Records from a data collection
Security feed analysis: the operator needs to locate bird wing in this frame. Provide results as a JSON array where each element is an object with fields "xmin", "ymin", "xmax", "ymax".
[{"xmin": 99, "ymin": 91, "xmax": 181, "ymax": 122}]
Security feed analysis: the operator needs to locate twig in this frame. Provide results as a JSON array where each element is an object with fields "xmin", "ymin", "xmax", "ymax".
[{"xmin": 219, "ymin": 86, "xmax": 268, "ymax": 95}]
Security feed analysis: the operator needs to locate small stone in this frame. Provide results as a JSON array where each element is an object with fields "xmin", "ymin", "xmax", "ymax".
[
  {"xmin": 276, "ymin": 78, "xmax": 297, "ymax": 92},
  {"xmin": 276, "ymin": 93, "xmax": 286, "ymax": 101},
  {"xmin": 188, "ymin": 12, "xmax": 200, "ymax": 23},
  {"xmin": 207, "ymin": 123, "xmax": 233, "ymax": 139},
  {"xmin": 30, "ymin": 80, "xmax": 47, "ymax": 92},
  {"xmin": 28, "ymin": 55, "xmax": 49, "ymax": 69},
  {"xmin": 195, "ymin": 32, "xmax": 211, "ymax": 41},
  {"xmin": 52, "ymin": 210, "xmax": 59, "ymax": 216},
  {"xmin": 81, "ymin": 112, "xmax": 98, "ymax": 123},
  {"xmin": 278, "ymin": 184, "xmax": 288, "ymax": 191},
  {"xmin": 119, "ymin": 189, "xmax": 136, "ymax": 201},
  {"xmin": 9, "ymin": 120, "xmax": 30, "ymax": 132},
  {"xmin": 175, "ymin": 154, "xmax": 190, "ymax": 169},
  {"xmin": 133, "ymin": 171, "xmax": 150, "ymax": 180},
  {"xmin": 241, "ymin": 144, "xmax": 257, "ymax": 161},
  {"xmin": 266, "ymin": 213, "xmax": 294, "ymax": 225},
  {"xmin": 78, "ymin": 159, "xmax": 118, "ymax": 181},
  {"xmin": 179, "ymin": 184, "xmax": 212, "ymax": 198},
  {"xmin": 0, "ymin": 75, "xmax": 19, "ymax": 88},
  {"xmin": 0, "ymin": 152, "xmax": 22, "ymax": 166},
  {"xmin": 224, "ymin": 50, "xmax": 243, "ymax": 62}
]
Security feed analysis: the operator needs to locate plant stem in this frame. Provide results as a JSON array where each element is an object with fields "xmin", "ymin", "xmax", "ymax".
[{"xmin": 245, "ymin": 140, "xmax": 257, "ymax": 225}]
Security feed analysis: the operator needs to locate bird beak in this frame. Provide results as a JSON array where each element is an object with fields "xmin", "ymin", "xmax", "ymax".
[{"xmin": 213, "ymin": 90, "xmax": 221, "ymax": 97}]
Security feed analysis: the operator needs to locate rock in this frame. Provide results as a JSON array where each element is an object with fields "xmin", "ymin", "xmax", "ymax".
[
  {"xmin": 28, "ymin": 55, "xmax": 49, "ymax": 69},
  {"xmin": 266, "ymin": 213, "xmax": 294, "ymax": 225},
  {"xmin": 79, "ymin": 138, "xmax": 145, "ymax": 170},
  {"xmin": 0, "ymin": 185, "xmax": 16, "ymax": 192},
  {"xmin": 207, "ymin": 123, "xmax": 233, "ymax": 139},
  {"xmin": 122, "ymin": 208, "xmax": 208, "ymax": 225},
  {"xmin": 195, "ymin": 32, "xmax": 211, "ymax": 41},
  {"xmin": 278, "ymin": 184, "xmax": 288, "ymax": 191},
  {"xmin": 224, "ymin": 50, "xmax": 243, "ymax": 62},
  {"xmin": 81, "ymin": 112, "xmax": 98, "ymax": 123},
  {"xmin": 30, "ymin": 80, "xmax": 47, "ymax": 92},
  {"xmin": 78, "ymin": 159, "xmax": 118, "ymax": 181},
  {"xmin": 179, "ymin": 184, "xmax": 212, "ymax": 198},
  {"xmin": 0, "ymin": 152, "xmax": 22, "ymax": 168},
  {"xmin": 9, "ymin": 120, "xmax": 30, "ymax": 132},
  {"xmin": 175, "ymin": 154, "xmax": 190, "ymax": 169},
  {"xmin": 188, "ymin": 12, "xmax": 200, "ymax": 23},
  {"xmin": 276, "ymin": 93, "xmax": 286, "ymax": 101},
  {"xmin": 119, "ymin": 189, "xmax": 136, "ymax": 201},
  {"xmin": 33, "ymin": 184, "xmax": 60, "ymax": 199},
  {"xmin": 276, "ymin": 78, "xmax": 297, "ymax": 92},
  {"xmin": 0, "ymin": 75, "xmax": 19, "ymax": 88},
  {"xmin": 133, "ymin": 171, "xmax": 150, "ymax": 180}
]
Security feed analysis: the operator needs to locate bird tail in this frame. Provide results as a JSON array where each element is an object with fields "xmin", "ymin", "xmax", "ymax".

Task :: Show each line above that contains the word "bird", copying every one in full.

Answer to this problem ::
Security feed analysis: the operator needs to locate bird wing in this frame. Provide results as a JSON array where each element is an object with fields "xmin", "ymin", "xmax", "ymax".
Security feed analysis: the operator needs to locate bird beak in this frame. Provide results as a JSON array where each element is an object with fields "xmin", "ymin", "xmax", "ymax".
Security feed analysis: the operator needs to locate bird tail in this frame. Provide results as a JSON array where each element is an object with fields "xmin", "ymin", "xmax", "ymax".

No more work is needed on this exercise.